- **TASK REQUIREMENTS**:
Everything in the listing should be restated word for word.

- **SUPPLIED INFORMATION**:
::::

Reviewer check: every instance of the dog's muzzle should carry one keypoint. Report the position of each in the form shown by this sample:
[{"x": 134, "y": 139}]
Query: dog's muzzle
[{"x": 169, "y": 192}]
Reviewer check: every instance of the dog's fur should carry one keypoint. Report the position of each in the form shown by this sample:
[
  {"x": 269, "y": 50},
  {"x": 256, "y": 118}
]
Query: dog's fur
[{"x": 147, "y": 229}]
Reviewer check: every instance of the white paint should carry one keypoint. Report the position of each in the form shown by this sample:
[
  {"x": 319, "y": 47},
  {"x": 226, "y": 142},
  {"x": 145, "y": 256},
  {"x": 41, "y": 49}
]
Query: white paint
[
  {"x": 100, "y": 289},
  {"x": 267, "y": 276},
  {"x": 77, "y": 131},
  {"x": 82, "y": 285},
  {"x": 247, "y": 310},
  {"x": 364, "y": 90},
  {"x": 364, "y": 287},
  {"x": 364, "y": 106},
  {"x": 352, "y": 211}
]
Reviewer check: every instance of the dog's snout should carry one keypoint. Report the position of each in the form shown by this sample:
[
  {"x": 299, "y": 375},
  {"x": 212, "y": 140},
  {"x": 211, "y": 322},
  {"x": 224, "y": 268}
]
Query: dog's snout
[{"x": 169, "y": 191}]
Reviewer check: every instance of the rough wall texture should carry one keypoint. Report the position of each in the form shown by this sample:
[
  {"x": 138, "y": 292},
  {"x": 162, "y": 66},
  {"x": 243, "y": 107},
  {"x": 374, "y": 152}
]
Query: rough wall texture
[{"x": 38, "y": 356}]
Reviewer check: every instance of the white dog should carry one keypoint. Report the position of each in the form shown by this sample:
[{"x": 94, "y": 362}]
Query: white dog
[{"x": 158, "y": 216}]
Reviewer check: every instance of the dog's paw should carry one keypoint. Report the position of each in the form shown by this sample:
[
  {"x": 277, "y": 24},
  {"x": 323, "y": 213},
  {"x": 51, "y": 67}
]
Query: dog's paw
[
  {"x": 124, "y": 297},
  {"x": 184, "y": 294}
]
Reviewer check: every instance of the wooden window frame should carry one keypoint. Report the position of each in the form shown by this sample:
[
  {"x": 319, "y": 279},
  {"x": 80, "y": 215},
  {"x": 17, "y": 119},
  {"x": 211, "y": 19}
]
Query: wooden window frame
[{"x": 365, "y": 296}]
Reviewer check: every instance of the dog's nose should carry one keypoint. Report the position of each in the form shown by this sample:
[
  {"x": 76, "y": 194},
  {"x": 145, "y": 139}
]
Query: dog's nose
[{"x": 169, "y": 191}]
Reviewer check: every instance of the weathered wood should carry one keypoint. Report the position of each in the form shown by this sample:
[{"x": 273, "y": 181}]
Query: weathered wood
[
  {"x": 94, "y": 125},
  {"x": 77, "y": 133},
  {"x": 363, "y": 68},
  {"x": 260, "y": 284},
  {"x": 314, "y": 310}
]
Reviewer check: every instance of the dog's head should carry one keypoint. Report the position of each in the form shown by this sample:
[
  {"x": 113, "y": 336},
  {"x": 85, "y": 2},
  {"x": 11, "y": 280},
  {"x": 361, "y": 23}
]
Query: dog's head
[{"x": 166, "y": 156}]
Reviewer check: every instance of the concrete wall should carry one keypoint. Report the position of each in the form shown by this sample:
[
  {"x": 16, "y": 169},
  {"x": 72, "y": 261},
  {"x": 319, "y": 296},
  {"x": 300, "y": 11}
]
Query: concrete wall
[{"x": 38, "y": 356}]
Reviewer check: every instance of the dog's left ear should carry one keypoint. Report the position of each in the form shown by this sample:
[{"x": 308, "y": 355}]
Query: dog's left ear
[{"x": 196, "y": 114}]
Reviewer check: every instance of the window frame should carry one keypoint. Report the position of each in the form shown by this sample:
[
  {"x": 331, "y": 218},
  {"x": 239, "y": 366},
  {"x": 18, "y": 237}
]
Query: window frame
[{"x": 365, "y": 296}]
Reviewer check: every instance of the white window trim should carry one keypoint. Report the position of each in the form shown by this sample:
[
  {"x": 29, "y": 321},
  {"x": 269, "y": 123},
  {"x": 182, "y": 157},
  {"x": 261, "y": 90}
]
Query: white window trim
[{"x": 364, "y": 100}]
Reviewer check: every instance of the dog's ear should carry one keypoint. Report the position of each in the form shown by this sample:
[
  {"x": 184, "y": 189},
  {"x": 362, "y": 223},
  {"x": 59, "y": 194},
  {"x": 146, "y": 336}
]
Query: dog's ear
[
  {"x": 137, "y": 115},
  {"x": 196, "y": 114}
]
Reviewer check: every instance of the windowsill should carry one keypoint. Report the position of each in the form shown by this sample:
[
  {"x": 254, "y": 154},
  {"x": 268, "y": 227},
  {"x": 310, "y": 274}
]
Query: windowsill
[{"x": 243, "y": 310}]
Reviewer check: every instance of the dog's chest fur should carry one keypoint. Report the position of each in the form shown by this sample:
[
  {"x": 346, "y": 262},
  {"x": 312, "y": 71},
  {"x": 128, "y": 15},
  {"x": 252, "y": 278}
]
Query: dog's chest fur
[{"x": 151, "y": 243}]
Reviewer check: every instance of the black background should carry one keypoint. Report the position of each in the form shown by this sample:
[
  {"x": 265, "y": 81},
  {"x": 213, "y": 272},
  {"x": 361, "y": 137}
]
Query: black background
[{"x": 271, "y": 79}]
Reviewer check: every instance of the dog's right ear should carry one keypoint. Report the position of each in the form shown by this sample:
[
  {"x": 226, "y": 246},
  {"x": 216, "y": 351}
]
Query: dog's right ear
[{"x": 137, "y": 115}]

::::

- **RESULT OF THE TASK**:
Reviewer check: every instance of the dog's muzzle should carry one keypoint. Report the position of each in the form shown by this sample:
[{"x": 134, "y": 139}]
Query: dog's muzzle
[{"x": 169, "y": 192}]
Reviewer check: every instance of the dog's fur should carry one keypoint. Report the position of each in the form shown by this sample:
[
  {"x": 269, "y": 50},
  {"x": 256, "y": 118}
]
Query: dog's fur
[{"x": 147, "y": 229}]
Reviewer check: every instance of the white paint should carry one keypoint. Report the position of each in the form shown by this sample:
[
  {"x": 319, "y": 47},
  {"x": 226, "y": 142},
  {"x": 145, "y": 256},
  {"x": 41, "y": 49}
]
Query: white paint
[
  {"x": 100, "y": 289},
  {"x": 267, "y": 276},
  {"x": 77, "y": 131},
  {"x": 82, "y": 285},
  {"x": 247, "y": 310},
  {"x": 364, "y": 90},
  {"x": 364, "y": 287},
  {"x": 364, "y": 106},
  {"x": 352, "y": 211}
]
Reviewer check: every instance of the dog's snout should carry one keypoint. Report the position of each in the form shown by this sample:
[
  {"x": 299, "y": 375},
  {"x": 212, "y": 140},
  {"x": 211, "y": 322},
  {"x": 224, "y": 268}
]
Query: dog's snout
[{"x": 169, "y": 191}]
Reviewer check: every instance of the rough wall texture should carry one keypoint. Report the position of each in the form shown by this sample:
[
  {"x": 138, "y": 292},
  {"x": 162, "y": 66},
  {"x": 243, "y": 107},
  {"x": 374, "y": 152}
]
Query: rough wall texture
[{"x": 38, "y": 356}]
Reviewer check: every instance of the white dog should carry one keypoint. Report the position of each in the form shown by this sample:
[{"x": 94, "y": 362}]
Query: white dog
[{"x": 158, "y": 216}]
Reviewer check: every instance of the dog's paw should carry one keypoint. Report the position of each in the form shown by this sample:
[
  {"x": 277, "y": 24},
  {"x": 323, "y": 213},
  {"x": 51, "y": 67}
]
Query: dog's paw
[
  {"x": 124, "y": 297},
  {"x": 184, "y": 294}
]
Reviewer check: every instance of the wooden window frame should carry one keypoint. Report the position of each in the form shown by this sample:
[
  {"x": 319, "y": 279},
  {"x": 80, "y": 215},
  {"x": 17, "y": 119},
  {"x": 211, "y": 19}
]
Query: wooden window frame
[{"x": 365, "y": 296}]
Reviewer check: every instance of the dog's nose should carry one keypoint. Report the position of each in the form shown by this sample:
[
  {"x": 76, "y": 194},
  {"x": 145, "y": 139}
]
Query: dog's nose
[{"x": 169, "y": 191}]
Reviewer check: every instance of the weathered wood should carry one keypoint. Report the position of each in the form shown by this sample:
[{"x": 273, "y": 181}]
Query: weathered wood
[
  {"x": 94, "y": 125},
  {"x": 77, "y": 133},
  {"x": 363, "y": 68},
  {"x": 260, "y": 284},
  {"x": 314, "y": 310}
]
Reviewer check: every instance of the dog's head should carry one keypoint. Report the position of each in the form shown by this sample:
[
  {"x": 113, "y": 336},
  {"x": 85, "y": 2},
  {"x": 11, "y": 280},
  {"x": 361, "y": 23}
]
Query: dog's head
[{"x": 166, "y": 156}]
Reviewer check: every instance of the concrete wall should carry one keypoint. Report the position of each in the form shown by this sample:
[
  {"x": 16, "y": 169},
  {"x": 72, "y": 261},
  {"x": 319, "y": 296},
  {"x": 300, "y": 11}
]
Query: concrete wall
[{"x": 38, "y": 356}]
Reviewer check: every instance of the dog's left ear should carry one keypoint. Report the position of each in the form shown by this sample:
[{"x": 308, "y": 355}]
Query: dog's left ear
[{"x": 196, "y": 114}]
Reviewer check: every instance of the window frame should carry one keypoint. Report the position of each in the form shown by this sample:
[
  {"x": 331, "y": 218},
  {"x": 239, "y": 366},
  {"x": 18, "y": 237}
]
Query: window frame
[{"x": 365, "y": 296}]
Reviewer check: every instance of the white window trim should carry one keypoint. Report the position of each in the form shown by this sample:
[
  {"x": 29, "y": 321},
  {"x": 269, "y": 123},
  {"x": 182, "y": 157},
  {"x": 261, "y": 90}
]
Query: white window trim
[{"x": 364, "y": 100}]
Reviewer check: every instance of the dog's ear should carry one keypoint. Report the position of each in the form shown by this sample:
[
  {"x": 184, "y": 189},
  {"x": 362, "y": 223},
  {"x": 59, "y": 194},
  {"x": 146, "y": 336}
]
Query: dog's ear
[
  {"x": 137, "y": 115},
  {"x": 196, "y": 114}
]
Reviewer check: every instance of the windowsill should carry one keypoint. Report the position of each in the form shown by this sample:
[
  {"x": 254, "y": 154},
  {"x": 268, "y": 227},
  {"x": 310, "y": 274}
]
Query: windowsill
[{"x": 243, "y": 310}]
Reviewer check: every instance of the dog's chest fur should carry one keypoint. Report the position of each in the form shown by this sample:
[
  {"x": 346, "y": 262},
  {"x": 312, "y": 71},
  {"x": 128, "y": 15},
  {"x": 252, "y": 278}
]
Query: dog's chest fur
[{"x": 151, "y": 243}]
Reviewer check: every instance of the black background should carry one keypoint. Report the position of each in the form shown by this sample:
[
  {"x": 265, "y": 81},
  {"x": 213, "y": 272},
  {"x": 361, "y": 137}
]
Query: black background
[{"x": 271, "y": 79}]
Reviewer check: every instance of the dog's right ear should carry one keypoint. Report the position of each in the form shown by this sample:
[
  {"x": 226, "y": 246},
  {"x": 216, "y": 351}
]
Query: dog's right ear
[{"x": 137, "y": 115}]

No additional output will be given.